▶ **REQUIRED TASKS**:
1/ Using the North Korea commentary below, decide whether each statement agrees with it. Answer yes or no for each, and quote the deciding words. (a) The writer considers bombing North Korea a sound option. (b) The writer holds Congressional Republicans partly responsible for undercutting the Agreed Framework. (c) Missile defense is among the smaller measures the writer lists.
2/ Write a continuation of the North Korea commentary below, starting after its final sentence.

President Trump’s outlandish UN speech was yet another national embarrassment, and his threat to ‘totally destroy’ another country verges on a war crime. And it’s not in our interest to do that anyway, so let’s start thinking practically about how we’re going to manage this mess.

My TNI essay below argues that we need to try to manage North Korea, rather than seek some final solution, because North Korea is persistent whether we like it or not, and because it is a nuclear weapons state whether we like it or not. That sucks. But I don’t see what other choice we have. Bombing North Korea is a terrible idea for reasons I’ve been saying all year on this website. Talking to North Korea and getting a real deal that they’ll stick to, like JCPOA, would great. But they flim-flam us so much, and so many hawks in the US and South Korea are unwilling to negotiate seriously with the North (remember that Congressional Republicans helped undercut the Agreed Framework; it wasn’t just Nork cheating which undid it), that I doubt talks will go anywhere. So we’re left muddling through. Did I say already that this sucks?

So what does ‘management’ mean? Recognizing that we can’t sole every problem as we want and that bad stuff we just have to live with, like NK nuclear weapons. They are lots of smaller things we can do – sanctions, going after NK money in Chinese banks, missile defense, pruning NK’s diplomatic/money-raising global network, continuing to bang away on China to take this more seriously, and so on. So please, can President Trump and Nicki Haley stop talking like Dr. Strangelove so that the rest of us can get back to the problem of what we can realistically do about North Korea?

▶ **STORED ROWS**:

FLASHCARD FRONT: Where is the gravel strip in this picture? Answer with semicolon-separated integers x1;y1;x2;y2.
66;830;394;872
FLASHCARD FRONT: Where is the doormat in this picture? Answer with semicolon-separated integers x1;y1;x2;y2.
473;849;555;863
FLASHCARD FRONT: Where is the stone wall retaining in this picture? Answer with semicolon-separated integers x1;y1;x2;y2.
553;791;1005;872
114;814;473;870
...
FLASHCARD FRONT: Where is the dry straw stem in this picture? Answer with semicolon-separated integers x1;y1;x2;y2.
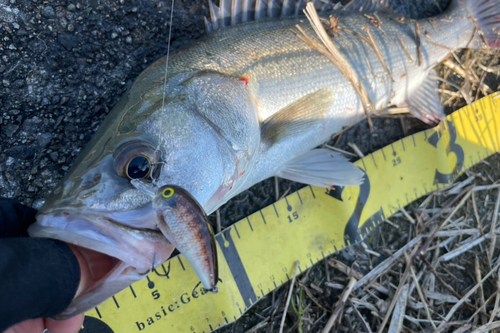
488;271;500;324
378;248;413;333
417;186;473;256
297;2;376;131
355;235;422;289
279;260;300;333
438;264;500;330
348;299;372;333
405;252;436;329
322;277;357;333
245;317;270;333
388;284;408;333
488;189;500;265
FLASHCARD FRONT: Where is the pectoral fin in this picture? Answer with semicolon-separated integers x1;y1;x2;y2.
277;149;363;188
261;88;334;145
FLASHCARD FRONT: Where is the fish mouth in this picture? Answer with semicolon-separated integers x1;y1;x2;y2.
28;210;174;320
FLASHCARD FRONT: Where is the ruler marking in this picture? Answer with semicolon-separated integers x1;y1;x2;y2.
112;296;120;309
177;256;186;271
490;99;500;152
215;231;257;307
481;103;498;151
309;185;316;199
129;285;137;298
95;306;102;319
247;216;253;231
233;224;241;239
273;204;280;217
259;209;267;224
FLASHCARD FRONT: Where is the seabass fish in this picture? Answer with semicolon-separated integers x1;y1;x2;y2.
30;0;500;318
...
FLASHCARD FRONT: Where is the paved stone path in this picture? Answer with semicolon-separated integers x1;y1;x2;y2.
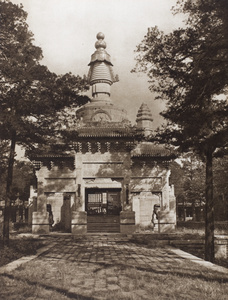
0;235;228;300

▶ **EXERCISE RESPONSES**:
1/
(a) No: "Bombing North Korea is a terrible idea"
(b) Yes: "remember that Congressional Republicans helped undercut the Agreed Framework"
(c) Yes: "sanctions, going after NK money in Chinese banks, missile defense"

2/
The full essay follows the jump:

 

 

As this summer’s North Korea war crisis winds down, the only serious option for dealing with a nuclear missilized North Korea is re-emerging: adaptation. As Richard Hass, the president of the Council on Foreign Relations, put it: “Not every problem can be solved. Some can only be managed…It remains to be seen what can be done vis-à-vis North Korea. Managing such challenges may not be satisfying, but often it is the most that can be hoped for.” This is almost certainly correct.

Numerous treatments have established that the military options against North Korea are terrible. (Here is mine.) Steve Bannon openly admitted this on his way out of the White House: “There’s no military solution [to North Korea’s nuclear threats], forget it. Until somebody solves the part of the equation that shows me that ten million people in Seoul don’t die in the first 30 minutes from conventional weapons, I don’t know what you’re talking about, there’s no military solution here, they got us.” That 10 million number is exaggerated, but the basic problem Bannon taps – Seoul’s tremendous vulnerability, and the strict limitation that puts on kinetic choices – is well established. It is almost certainly the reason the US and South Korea have never yet struck North Korea despite decades of retaliation-worthy provocations. Decentralizing South Korea is a long overdue idea to loosen this constraint, but in the short- and medium-term, military options are, in fact, ‘off the table,’ no matter what Donald Trump says.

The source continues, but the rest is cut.